Task to carry out:
Write each line exactly, from the line that holds "Given the photograph above, point out the hedge" through the final line of the material, and no other line.

Records from a point labeling set:
━━━
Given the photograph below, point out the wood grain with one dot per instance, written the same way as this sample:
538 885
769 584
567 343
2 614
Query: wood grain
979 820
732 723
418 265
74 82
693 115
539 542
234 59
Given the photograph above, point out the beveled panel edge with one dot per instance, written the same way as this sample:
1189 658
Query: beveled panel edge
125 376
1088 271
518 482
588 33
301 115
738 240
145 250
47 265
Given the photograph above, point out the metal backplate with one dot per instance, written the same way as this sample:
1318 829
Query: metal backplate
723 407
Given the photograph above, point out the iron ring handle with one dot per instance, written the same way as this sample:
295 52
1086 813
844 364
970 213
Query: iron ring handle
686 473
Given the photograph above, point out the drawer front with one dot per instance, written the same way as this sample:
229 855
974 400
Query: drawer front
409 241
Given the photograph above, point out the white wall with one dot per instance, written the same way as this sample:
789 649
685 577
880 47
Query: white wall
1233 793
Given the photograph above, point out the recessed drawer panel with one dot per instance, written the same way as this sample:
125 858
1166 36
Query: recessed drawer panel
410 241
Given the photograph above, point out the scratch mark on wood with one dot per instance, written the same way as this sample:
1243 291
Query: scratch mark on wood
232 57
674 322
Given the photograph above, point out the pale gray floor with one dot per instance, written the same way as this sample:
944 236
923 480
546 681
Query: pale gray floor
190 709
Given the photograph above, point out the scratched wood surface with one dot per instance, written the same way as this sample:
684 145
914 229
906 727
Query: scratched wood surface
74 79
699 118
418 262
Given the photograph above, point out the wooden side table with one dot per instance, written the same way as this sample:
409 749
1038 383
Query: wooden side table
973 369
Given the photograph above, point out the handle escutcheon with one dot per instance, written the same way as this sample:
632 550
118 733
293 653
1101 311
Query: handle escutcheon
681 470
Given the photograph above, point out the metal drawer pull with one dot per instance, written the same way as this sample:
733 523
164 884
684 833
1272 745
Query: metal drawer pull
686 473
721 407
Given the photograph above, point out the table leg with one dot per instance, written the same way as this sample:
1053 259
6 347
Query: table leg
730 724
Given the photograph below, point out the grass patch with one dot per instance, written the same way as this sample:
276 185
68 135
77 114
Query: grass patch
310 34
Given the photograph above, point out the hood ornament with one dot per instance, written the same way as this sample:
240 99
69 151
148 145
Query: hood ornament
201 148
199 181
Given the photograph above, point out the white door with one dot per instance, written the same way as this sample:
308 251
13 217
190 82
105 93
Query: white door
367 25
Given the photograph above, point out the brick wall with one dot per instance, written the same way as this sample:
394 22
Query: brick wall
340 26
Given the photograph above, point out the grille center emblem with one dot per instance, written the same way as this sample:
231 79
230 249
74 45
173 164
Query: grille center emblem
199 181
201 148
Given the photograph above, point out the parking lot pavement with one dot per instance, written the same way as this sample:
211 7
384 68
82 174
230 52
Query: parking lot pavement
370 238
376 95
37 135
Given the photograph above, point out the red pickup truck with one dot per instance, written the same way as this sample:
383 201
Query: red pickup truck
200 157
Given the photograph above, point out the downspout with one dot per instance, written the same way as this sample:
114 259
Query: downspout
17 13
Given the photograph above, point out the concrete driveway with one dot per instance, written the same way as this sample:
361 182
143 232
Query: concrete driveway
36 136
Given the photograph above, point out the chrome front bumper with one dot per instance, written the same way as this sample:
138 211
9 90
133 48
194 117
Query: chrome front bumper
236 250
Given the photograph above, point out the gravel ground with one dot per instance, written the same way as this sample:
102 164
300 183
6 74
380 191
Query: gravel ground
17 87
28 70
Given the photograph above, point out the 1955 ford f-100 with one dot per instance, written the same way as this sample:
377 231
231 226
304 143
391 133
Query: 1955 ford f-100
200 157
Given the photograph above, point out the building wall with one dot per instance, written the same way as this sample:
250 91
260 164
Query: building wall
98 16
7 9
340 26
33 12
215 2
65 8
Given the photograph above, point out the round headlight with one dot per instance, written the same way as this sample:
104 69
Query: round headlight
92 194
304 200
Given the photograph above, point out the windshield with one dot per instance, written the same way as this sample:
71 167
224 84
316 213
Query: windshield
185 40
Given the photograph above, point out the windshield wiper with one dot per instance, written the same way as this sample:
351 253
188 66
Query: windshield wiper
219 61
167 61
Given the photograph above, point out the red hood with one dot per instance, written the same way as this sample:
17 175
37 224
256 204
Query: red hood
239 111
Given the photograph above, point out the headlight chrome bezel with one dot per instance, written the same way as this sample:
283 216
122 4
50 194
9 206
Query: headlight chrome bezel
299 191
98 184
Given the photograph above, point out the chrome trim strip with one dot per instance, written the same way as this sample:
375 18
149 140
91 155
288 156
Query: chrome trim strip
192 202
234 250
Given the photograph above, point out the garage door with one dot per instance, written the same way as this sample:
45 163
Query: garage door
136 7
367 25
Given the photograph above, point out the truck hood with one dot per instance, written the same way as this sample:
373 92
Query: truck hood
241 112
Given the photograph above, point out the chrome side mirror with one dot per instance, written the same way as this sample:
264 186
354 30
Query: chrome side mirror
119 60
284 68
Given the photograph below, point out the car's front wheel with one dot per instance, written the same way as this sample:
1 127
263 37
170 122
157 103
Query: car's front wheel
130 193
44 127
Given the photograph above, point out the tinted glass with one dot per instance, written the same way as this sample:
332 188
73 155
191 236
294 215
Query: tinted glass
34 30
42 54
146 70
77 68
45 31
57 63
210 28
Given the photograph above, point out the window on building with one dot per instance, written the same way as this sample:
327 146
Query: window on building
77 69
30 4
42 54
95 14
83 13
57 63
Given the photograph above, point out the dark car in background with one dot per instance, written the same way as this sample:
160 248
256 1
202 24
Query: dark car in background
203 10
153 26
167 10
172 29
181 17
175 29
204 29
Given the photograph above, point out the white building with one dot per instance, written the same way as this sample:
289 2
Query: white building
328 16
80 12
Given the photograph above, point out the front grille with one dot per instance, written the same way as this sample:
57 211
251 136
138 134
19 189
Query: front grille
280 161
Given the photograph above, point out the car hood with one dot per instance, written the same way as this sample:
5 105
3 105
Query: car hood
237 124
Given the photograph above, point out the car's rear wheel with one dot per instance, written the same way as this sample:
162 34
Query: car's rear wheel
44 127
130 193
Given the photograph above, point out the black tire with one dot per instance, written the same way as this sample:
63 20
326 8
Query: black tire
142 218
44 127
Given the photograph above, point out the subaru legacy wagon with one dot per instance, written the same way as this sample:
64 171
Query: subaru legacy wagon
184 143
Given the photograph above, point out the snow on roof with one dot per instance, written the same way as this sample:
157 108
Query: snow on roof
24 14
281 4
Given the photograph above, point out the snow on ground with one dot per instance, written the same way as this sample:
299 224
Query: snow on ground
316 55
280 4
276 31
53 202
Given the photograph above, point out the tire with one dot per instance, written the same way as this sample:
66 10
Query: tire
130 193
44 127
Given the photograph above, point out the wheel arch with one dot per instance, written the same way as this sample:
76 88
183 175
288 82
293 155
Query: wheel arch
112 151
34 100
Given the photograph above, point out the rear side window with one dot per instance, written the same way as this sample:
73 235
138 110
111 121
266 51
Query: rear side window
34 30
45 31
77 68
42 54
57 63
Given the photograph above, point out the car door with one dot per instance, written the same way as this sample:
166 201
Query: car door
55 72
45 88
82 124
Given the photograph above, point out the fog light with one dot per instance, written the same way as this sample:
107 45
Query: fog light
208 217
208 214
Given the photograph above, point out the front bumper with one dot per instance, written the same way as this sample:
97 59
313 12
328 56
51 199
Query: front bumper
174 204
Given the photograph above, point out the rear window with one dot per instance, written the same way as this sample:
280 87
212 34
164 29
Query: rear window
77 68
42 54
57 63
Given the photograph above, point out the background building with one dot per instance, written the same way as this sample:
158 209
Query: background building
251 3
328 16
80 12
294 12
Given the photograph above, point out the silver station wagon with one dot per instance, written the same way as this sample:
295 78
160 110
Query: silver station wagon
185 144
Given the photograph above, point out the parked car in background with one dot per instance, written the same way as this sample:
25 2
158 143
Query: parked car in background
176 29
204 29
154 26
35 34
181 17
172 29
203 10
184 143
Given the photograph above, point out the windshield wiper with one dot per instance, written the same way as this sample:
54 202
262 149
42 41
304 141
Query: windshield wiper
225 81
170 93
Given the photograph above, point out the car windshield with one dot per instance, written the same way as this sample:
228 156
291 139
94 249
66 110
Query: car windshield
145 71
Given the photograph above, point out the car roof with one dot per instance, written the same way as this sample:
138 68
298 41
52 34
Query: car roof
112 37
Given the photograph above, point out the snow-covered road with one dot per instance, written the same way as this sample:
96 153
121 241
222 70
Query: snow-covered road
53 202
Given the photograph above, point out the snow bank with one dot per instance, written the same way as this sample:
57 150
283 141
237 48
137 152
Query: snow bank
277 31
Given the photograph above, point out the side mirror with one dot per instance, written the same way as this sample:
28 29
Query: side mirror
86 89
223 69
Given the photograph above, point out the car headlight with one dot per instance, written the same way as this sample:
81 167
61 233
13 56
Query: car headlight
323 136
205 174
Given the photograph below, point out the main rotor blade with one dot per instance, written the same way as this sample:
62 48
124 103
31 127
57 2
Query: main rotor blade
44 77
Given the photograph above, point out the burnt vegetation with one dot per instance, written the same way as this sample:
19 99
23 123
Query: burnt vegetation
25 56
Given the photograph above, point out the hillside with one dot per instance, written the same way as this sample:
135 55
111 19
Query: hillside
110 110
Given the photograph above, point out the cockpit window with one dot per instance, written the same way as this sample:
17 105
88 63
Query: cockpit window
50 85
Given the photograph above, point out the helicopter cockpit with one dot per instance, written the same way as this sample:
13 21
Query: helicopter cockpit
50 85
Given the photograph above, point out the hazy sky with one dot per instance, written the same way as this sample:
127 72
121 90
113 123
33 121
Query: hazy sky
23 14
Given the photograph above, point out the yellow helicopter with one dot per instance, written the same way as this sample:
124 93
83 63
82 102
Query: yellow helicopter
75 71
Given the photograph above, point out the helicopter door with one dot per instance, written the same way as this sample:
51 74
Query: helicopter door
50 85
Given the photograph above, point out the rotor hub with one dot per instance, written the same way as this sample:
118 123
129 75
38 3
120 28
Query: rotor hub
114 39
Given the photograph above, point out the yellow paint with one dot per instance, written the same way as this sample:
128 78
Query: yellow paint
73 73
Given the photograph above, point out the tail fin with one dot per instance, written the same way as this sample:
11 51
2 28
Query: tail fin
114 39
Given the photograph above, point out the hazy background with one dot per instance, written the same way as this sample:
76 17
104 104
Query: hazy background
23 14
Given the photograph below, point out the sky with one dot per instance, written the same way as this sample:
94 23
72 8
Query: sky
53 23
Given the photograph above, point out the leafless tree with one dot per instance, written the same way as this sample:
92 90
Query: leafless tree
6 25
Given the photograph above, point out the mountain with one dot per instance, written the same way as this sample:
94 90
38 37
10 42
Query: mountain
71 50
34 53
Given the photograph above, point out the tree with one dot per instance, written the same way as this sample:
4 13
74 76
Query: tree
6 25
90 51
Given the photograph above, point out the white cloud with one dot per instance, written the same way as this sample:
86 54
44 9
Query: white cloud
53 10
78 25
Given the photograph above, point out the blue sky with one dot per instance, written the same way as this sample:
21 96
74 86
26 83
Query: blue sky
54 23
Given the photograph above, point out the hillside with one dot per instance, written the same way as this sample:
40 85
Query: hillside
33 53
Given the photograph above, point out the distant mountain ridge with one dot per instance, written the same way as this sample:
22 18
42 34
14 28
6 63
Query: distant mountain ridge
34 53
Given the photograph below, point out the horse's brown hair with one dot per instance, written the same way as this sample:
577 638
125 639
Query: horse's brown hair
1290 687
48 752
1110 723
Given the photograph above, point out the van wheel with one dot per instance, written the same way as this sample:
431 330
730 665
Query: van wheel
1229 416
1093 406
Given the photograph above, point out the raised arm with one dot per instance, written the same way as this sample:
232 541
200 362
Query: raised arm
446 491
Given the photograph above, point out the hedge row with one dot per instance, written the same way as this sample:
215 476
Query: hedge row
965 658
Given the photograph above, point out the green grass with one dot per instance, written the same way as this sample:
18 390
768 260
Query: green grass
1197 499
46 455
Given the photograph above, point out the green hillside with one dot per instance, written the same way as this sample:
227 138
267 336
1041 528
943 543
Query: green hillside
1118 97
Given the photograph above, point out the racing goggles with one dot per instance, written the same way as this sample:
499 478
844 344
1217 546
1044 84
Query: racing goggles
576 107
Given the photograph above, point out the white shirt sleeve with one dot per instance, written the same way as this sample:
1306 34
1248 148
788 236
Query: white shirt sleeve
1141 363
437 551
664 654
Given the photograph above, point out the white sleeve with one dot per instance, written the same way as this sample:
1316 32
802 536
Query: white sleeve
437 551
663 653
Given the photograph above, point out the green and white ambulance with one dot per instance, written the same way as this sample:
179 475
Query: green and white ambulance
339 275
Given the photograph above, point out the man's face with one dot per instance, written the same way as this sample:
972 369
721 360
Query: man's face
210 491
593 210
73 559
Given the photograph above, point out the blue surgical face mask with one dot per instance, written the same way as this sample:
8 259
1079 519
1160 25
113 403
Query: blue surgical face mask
━━━
Result of this exercise:
Given the photograph above, point out the hedge row with one dot per instance, written the same way as this sample:
215 476
Query: hedge row
965 658
Given the photograph above, point out the green grass with one dot per instance, written the same way as this sample:
18 390
768 260
Query: green grass
1197 499
46 455
Given the photograph above, point out the green hillside with one dot per instance, written the same way as this sample:
227 138
267 336
1041 528
943 543
Query: green hillside
1118 97
Given the photograph above, point out the racing goggles with one dot per instance, written the same way as this sample:
499 478
844 344
1217 546
1044 84
Query: racing goggles
576 107
Given the photograph above, point out the white shirt sleeve with one dot per instance, written the same way as this sample:
1306 34
1248 148
788 236
Query: white shirt sleeve
1141 363
437 551
664 654
Given the photograph above, point out the white sleeve with one dot per instance, written the same way as this sample:
1316 32
802 536
Query: white sleeve
437 551
663 653
Given the photograph above, point out the green and white ambulance with one dot per instance, written the same way as this sample:
179 475
Query: green and white ambulance
339 275
Given the photograph above, point out the man's face with one dot per instance, written the same way as this sample:
972 369
721 360
Query: man's face
210 491
593 210
73 559
Given the photograph above, point out the blue surgical face mask with one dot per instance, written the same way as this sample:
8 259
1079 519
1160 25
113 403
Query: blue surgical face mask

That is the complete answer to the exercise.